▶ [ИЗУЧАЕМ МАТЕРИАЛ]:
[1] Согласуются ли с отрывком о смехе Рабле утверждения (a), (b), (c)? Для каждого ответьте «да» или «нет» и дословно приведите решающие слова текста.
(a) Несовершенство и дисгармоничность движения не следует воспринимать трагически.
(b) На военном совете Пикрохоль до конца остается уверен в своем будущем.
(c) Страх Пикрохоля назван менее комичным, чем его планы мирового господства.
[2] Какие части света, согласно отрывку о смехе Рабле, «уже» завоеваны к концу военного совета у Пикрохоля?

▶ [ИЗБРАННЫЙ ОТРЫВОК]:
= = = = =
Смех Рабле внушает читателю, что несовершенство, дисгармоничность движения не надо воспринимать трагически. Это либо преходящие недостатки и пороки здоровой в основе человеческой природы, как в брате Жане и Панурге, либо действительное социальное зло, но тогда оно всего лишь колосс на глиняных ногах. Важная осанка всех этих насильников-агрессоров, одержимых планами мирового господства, этих держиморд, тупых невежд, врагов прогресса и культуры, этих взбесившихся маньяков, жирных тунеядцев, паразитирующих на теле народа – Пикрохолей и Анархов, Тубалов Олофернов и Ианотусов де Брагмардо, папоманов и птиц острова Звонящего, – в ходе поступательного движения человечества не больше, как претенциозный блеф. Они и сами не уверены в своем будущем. Такова забавная сцена военного совета у Пикрохоля: к концу заседания, когда «уже» завоевана вся Европа, Африка и Азия, воинственного авантюриста вдруг охватывает страх: не нападет ли на него армия Грангузье с тыла, пока он победоносно проходит через весь мир. Этот страх еще комичнее, чем сумасшедшие планы мирового господства. Пикрохоль забыл, что армия его соседа уже была молниеносно «разгромлена» еще в самом начале блестящего генерального плана. Грандиозные планы Пикрохоля, как и воинственная псевдоученость схоластов или магическая сила папоманских декреталий, – мыльные пузыри истории.
= = = = =
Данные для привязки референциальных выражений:
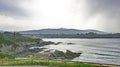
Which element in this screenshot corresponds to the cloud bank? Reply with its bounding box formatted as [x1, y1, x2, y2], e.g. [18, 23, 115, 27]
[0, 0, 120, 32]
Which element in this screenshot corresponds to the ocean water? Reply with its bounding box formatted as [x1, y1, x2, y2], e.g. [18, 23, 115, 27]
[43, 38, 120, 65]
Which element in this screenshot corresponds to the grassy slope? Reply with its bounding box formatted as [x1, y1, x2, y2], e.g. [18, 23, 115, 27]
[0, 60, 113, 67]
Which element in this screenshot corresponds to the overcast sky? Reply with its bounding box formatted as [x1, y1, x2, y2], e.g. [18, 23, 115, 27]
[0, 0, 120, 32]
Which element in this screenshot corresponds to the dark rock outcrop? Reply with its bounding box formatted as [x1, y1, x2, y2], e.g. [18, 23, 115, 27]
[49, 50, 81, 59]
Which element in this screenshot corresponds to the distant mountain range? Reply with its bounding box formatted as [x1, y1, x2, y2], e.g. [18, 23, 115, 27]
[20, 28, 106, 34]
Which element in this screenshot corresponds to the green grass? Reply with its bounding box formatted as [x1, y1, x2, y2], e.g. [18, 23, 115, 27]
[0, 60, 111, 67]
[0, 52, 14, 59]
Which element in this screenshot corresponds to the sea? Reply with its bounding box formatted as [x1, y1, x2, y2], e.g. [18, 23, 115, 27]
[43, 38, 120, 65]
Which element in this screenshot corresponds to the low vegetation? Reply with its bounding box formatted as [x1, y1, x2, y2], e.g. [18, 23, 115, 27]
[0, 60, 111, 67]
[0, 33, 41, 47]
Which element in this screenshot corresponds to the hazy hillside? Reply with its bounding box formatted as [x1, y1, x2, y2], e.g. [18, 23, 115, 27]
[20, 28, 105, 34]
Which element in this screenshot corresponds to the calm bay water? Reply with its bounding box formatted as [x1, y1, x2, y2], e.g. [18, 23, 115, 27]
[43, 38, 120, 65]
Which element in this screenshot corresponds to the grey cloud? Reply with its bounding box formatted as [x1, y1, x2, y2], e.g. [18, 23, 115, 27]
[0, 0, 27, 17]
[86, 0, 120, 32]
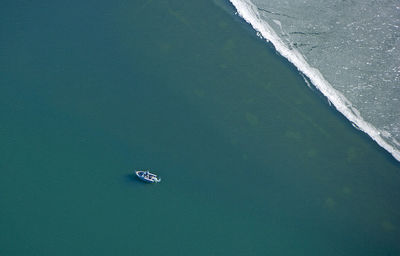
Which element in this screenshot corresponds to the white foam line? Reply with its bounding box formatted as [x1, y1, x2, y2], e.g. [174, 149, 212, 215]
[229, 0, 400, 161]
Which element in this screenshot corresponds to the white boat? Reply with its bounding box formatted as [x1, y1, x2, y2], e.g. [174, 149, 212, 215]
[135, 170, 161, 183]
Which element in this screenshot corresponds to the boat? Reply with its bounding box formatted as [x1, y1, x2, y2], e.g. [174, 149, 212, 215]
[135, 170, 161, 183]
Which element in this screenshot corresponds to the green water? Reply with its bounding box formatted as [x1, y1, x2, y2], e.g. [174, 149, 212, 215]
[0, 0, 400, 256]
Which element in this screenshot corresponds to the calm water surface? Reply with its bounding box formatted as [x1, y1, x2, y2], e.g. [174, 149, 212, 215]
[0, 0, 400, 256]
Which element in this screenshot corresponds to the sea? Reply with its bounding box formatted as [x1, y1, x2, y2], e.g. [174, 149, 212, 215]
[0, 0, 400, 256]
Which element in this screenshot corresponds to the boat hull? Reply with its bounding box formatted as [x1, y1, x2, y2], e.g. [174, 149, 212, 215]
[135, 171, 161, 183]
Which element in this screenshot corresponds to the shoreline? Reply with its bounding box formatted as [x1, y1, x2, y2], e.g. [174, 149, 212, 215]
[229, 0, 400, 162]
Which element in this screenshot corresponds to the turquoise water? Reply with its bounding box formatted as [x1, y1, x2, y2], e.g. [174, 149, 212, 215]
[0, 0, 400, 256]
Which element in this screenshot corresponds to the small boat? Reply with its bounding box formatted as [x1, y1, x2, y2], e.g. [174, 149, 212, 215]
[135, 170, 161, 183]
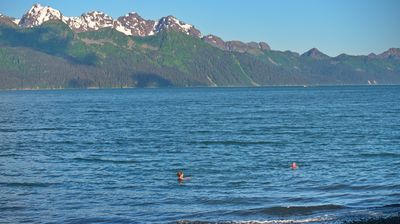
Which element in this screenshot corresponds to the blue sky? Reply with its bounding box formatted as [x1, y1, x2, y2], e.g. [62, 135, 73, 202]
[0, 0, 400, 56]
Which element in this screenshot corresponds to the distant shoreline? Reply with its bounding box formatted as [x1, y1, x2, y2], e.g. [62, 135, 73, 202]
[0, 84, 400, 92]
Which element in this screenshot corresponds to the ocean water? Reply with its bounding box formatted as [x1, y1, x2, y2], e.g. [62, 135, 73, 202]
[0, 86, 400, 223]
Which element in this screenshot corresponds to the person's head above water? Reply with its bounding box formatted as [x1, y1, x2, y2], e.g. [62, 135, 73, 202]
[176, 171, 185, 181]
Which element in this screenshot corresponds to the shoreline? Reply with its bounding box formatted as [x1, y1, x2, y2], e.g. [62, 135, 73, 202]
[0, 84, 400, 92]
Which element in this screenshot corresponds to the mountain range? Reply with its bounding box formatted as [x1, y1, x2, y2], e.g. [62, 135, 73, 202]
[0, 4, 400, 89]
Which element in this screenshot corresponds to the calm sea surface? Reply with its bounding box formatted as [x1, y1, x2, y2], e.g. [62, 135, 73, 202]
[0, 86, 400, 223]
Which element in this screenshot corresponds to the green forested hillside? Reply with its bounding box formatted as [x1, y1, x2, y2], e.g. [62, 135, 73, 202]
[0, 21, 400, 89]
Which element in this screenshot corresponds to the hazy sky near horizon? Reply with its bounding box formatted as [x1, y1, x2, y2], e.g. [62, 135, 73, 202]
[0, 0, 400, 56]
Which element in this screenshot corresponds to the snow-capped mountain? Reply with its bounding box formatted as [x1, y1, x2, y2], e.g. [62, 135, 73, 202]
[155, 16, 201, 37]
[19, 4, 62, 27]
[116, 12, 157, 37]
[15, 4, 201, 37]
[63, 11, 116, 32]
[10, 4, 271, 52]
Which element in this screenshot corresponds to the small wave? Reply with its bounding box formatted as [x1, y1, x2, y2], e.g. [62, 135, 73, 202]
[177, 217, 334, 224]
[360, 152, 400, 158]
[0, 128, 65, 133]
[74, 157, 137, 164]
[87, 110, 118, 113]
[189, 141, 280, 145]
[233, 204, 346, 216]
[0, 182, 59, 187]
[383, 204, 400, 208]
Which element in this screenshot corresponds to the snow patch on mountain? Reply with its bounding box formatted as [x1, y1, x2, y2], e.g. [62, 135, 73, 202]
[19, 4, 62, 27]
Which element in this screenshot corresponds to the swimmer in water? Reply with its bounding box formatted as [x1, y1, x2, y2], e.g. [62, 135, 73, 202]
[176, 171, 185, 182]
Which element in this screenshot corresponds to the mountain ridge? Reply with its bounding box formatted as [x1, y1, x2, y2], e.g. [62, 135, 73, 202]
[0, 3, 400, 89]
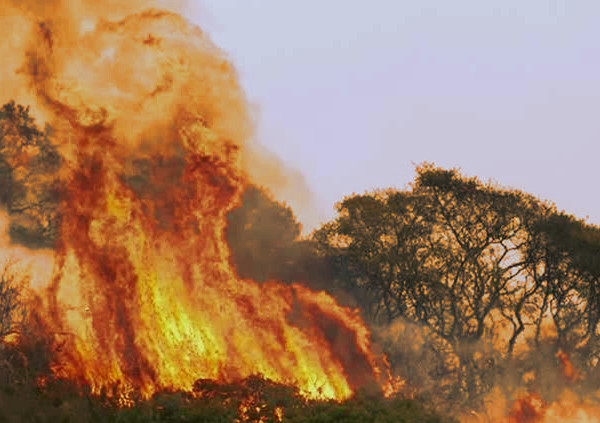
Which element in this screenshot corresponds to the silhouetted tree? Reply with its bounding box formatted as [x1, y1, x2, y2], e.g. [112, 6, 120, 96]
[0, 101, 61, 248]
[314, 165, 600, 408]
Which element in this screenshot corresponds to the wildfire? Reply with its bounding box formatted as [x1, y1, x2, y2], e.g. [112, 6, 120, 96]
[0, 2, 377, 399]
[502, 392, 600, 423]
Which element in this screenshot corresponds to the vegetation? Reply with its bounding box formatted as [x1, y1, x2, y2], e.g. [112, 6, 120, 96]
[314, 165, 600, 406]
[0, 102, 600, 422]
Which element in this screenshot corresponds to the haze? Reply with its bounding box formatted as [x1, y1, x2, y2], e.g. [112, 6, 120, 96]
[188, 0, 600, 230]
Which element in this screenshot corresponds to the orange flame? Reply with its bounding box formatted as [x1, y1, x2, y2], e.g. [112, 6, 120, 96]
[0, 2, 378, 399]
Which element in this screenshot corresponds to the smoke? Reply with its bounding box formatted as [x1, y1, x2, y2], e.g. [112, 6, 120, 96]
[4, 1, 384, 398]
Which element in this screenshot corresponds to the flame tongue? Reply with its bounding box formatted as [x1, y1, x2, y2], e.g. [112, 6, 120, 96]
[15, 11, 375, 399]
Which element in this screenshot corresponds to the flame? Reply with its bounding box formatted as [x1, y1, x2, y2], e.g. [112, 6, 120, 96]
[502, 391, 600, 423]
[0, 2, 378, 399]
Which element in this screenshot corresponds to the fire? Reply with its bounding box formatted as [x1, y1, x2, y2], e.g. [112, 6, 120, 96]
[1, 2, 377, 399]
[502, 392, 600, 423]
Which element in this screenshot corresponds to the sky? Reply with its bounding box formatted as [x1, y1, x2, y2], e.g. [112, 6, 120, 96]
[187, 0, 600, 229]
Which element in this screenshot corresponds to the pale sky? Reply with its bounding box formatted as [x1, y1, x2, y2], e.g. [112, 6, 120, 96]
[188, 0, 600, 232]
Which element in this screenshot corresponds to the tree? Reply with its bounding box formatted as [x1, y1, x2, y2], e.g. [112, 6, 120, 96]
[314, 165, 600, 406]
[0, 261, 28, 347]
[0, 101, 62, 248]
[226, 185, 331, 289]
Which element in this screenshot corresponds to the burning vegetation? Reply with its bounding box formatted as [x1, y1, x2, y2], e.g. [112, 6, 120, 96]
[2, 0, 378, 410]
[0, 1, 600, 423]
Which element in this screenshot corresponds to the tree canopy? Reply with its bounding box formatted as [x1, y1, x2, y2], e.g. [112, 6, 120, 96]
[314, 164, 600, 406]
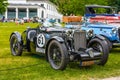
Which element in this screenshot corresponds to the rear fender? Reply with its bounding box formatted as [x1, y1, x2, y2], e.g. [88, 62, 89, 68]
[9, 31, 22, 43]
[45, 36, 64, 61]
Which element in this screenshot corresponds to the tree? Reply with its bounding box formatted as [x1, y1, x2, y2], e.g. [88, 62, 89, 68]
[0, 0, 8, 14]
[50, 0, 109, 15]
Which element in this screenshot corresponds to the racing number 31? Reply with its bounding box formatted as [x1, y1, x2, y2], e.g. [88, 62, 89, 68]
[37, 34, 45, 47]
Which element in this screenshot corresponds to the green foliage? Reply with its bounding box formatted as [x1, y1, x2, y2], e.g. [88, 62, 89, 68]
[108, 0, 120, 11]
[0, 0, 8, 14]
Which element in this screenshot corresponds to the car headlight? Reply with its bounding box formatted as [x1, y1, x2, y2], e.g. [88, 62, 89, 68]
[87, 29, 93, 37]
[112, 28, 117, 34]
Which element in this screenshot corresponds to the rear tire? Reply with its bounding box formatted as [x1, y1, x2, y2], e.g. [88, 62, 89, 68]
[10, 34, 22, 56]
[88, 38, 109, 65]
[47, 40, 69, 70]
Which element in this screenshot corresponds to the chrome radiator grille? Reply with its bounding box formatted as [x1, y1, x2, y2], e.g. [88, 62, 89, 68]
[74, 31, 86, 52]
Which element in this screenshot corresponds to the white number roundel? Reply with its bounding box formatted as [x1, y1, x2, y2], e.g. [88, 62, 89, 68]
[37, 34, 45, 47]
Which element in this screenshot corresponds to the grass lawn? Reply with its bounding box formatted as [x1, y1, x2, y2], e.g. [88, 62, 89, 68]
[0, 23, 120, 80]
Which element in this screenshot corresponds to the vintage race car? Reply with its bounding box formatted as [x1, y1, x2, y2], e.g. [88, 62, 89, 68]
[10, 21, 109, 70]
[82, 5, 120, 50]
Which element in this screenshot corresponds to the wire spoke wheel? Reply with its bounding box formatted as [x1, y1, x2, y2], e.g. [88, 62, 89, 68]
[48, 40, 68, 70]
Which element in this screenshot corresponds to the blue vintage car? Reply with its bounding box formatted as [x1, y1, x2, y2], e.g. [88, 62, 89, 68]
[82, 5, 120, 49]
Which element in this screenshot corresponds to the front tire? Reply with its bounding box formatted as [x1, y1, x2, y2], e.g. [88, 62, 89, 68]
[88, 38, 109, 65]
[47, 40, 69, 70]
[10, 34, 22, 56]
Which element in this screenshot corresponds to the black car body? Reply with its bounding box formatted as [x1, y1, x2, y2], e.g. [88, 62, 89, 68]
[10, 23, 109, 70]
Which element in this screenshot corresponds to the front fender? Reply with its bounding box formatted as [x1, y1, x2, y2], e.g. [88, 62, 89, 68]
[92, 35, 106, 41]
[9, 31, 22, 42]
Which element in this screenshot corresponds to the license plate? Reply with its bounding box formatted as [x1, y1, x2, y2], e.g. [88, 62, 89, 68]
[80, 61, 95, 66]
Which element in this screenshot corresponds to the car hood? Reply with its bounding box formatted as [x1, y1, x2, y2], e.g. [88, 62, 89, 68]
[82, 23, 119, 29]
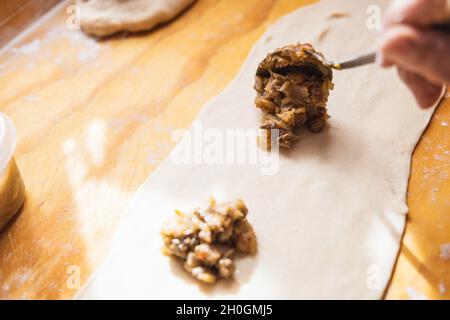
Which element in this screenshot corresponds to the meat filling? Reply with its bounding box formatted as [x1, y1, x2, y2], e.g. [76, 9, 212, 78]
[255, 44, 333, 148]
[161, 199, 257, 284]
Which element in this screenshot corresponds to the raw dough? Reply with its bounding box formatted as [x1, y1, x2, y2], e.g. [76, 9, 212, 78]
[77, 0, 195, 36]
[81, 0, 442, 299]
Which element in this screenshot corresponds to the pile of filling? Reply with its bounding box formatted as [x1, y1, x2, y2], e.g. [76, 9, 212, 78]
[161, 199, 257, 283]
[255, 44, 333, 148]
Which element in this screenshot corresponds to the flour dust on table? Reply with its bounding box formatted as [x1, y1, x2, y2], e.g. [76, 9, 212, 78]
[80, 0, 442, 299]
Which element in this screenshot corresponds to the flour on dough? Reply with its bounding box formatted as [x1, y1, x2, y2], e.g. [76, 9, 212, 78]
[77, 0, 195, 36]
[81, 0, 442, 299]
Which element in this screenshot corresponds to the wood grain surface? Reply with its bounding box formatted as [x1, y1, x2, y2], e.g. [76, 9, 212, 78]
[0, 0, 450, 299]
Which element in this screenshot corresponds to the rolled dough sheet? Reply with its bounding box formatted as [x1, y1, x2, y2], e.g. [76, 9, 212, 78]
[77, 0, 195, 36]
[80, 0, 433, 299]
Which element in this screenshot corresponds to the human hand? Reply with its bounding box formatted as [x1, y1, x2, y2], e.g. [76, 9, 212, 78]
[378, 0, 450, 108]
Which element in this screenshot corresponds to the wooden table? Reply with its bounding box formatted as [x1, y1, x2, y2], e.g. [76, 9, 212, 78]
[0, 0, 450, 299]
= = = = =
▶ [ОТВЕТЫ К ЗАДАНИЯМ]:
[1]
(a) Да: «несовершенство, дисгармоничность движения не надо воспринимать трагически».
(b) Нет: «воинственного авантюриста вдруг охватывает страх».
(c) Нет: «Этот страх еще комичнее, чем сумасшедшие планы мирового господства».

[2] Европа, Африка и Азия.